### Seçilen Metin
┌──

Evet, işbirlikçilik her dönem geçerli bir ‘iş’tir. İktidardakilerle birlikte iş tutmanın gerekçeleri ya da mazaretleri vardır hep! Anlaşılır kılınmaya çalışılır. “Her yiğidin bir yoğurt yiyişi vardır” deyişinden el alarak, “Benim kendime özgü bir çalışma yöntemim, iş yapma biçimim var” denir mesela. Ama o ‘yenilen yoğurt’un da, o ‘iş’in de, o ‘iş yapma biçiminin’ de çıktığı yol aynıdır. Türküdeki gibi, “Saray yolu düz gider”!..
VE O SON DAMLA...

└──

### Kayıtlı Bilgiler

┌──

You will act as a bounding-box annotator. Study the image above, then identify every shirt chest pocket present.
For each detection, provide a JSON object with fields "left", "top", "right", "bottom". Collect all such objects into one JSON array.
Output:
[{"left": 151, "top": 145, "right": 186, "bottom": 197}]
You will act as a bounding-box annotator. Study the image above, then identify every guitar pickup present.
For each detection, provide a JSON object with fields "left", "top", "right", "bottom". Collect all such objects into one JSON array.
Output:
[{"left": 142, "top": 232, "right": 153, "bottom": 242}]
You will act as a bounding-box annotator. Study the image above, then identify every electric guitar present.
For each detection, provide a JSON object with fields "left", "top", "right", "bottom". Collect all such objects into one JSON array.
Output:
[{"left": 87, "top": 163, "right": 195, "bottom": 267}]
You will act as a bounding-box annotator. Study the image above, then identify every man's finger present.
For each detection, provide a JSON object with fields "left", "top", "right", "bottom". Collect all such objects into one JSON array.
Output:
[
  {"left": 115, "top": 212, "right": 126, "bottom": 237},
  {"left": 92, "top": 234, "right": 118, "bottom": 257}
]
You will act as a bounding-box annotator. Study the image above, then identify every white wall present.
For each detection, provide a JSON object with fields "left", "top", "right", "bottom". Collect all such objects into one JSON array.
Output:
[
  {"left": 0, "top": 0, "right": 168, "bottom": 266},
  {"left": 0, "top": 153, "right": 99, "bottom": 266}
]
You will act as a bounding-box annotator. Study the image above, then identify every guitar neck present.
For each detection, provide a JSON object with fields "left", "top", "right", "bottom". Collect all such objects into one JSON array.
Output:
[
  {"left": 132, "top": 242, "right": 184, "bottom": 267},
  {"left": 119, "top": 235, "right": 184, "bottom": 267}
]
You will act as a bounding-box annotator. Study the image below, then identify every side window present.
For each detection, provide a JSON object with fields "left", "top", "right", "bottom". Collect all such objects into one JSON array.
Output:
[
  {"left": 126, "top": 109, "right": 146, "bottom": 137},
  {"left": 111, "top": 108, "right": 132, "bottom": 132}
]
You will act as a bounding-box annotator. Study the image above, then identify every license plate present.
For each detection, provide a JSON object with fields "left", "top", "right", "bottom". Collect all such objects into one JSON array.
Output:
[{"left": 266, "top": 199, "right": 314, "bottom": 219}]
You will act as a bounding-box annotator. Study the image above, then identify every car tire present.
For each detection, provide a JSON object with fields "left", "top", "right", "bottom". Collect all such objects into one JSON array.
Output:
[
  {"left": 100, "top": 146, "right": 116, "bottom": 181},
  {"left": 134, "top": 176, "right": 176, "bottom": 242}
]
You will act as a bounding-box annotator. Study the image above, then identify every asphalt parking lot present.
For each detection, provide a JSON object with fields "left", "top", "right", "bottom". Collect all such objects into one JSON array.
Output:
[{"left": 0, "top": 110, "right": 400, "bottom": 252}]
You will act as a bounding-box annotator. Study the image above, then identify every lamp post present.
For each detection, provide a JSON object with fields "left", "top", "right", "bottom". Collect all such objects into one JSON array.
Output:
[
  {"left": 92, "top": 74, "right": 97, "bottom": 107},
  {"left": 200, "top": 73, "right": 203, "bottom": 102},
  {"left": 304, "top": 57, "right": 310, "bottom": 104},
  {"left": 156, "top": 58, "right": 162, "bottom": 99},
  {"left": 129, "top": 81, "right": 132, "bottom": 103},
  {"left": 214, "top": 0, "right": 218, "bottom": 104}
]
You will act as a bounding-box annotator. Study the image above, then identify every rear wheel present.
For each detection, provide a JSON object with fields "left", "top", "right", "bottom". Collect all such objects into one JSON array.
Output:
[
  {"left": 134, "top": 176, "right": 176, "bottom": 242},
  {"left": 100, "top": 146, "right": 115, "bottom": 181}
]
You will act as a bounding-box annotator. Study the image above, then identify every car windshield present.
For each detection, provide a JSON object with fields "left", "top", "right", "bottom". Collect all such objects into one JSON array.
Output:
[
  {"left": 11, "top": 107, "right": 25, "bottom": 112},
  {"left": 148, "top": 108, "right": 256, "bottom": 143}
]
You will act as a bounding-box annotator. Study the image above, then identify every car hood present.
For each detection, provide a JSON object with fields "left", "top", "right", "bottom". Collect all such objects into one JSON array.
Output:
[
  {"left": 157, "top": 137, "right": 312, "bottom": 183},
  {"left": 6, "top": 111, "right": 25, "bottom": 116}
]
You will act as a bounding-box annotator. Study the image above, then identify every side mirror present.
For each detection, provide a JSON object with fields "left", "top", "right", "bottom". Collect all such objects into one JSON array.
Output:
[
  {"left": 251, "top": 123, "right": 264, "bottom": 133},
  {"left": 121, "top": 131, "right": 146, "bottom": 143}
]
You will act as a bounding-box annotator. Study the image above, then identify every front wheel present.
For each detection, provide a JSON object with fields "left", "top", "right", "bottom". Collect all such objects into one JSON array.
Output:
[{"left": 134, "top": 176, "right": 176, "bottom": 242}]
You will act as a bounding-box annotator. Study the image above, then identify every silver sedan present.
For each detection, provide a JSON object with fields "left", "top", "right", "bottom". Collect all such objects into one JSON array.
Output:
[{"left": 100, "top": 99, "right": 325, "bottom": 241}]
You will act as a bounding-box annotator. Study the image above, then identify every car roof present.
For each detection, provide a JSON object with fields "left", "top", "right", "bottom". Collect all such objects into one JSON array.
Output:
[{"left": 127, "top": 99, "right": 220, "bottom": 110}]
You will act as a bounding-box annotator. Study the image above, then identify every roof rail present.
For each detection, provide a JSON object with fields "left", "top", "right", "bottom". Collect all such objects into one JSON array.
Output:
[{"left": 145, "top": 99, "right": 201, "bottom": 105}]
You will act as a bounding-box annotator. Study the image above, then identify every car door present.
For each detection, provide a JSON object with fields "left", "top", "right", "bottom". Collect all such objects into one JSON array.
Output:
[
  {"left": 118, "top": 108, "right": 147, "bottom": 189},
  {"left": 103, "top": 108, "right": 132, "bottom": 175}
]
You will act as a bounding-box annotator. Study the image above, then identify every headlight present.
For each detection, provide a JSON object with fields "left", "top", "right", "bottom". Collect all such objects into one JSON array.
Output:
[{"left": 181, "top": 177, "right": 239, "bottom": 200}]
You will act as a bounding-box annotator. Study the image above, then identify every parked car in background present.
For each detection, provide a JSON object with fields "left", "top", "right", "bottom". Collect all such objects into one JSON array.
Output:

└──

### İstek 1
Listede "in background present." ifadesini içeren satırdan listenin sonuna kadar olan her şeyi, iki uç dahil, hiçbir değişiklik yapmadan döndür.
### İstek 2
İşbirlikçilik üzerine yazıyı son satırından sonra sürdür.

### Görev Sonucu 1
You will act as a bounding-box annotator. Study the image above, then identify every parked car in background present.
For each detection, provide a JSON object with fields "left", "top", "right", "bottom". Collect all such objects into one JSON array.
Output:

### Görev Sonucu 2
Herşey gibi bu ‘tür’ün de bir vakti saati vardır: Yıldızlaştığı için piyasa yapmalar... İktidarların el atıp kullanmaya çalışmaları... Kendi geleceğiyle iktidarın çıkarları arasında kurulan denklemler... Araya sıkıştırılan ‘avukatlara yeşil pasaport’ örneği rüşvetler üzerinden ‘başarı’ hikâyeleri... falan filan... Ama zamanın biriktirdiği çelişki ve çatışmalar öyle bir noktaya gelir ki bardakta biriken su bir damlayla taşar. Her ‘kullanılışlı işbilir’in tedavülden düşmesi bir süreç ve birikim işidir elbette ama o ‘bir damla’ hep vardır. Bir sendika ağasının işçiden kaçıp ağaca tırmanması gibi... Feyzioğlu’nun hikâyesindeki ‘son damla’ da böyle yaşanmıştır işte. O devletin kayyımı niyetine iş yapmaya çalışan biriydi ama artık açığa çıkmış ve de etkisiz bir kayyımdır. Ağaca bile tırmanamayacak ölçüde dayanaksız kalmış biçare bir kayyım...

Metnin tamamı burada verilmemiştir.